▸ Work instructions
Reproduce every item below word for word, leaving out the pictures.

= = = =

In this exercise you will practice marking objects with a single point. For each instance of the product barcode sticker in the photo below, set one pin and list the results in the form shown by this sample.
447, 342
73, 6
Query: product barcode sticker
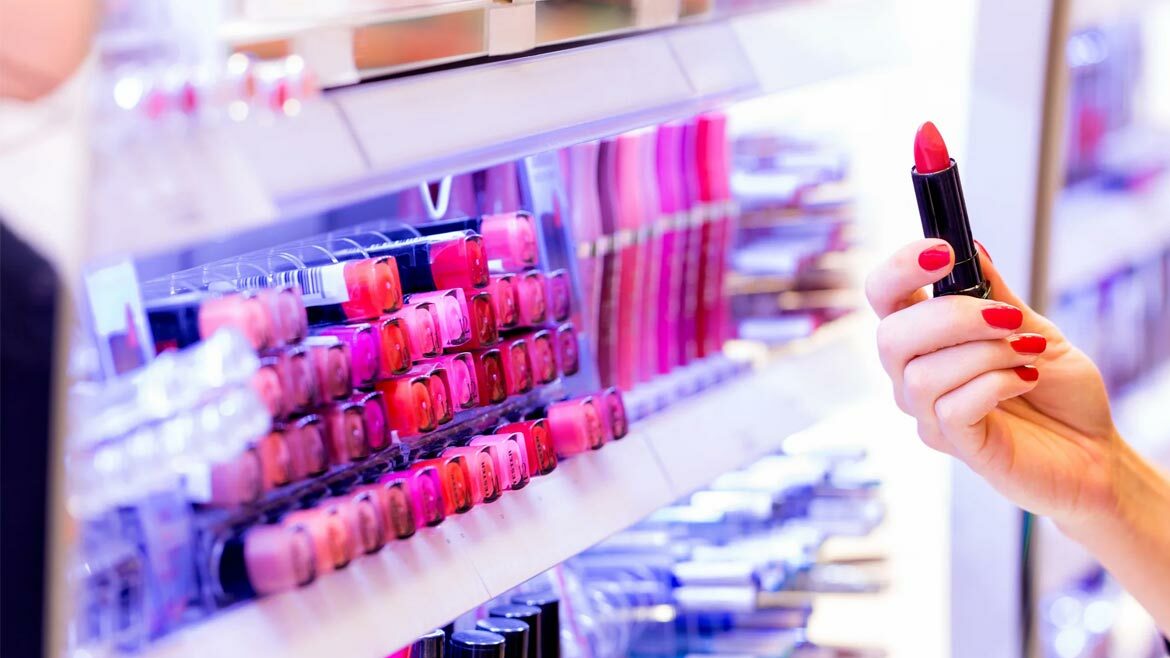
318, 285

= = = =

▸ Solution
In this exercise you will practice marking objects with a single point. For each instance of the product barcode sticker in the photo below, set one pin and list the results in the form shown by this sample.
447, 342
73, 6
Query: product barcode sticker
318, 285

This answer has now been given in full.